** Start of DATA IN THIS EXERCISE **
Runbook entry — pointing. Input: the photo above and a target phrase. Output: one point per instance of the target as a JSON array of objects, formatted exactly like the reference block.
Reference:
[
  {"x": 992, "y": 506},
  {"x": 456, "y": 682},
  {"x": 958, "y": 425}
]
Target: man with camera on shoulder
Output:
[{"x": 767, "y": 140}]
** End of DATA IN THIS EXERCISE **
Please put every line of the records above into a numbered list, omitting blank lines.

1. Runbook entry — pointing. Input: the photo above and a target phrase. Output: one point per instance of the target as a JSON array of objects, formatted exactly like the reference block.
2. Reference:
3. [
4.   {"x": 992, "y": 506},
5.   {"x": 456, "y": 682},
6.   {"x": 958, "y": 425}
7. ]
8. Target: man with camera on shoulder
9. Output:
10. [{"x": 767, "y": 140}]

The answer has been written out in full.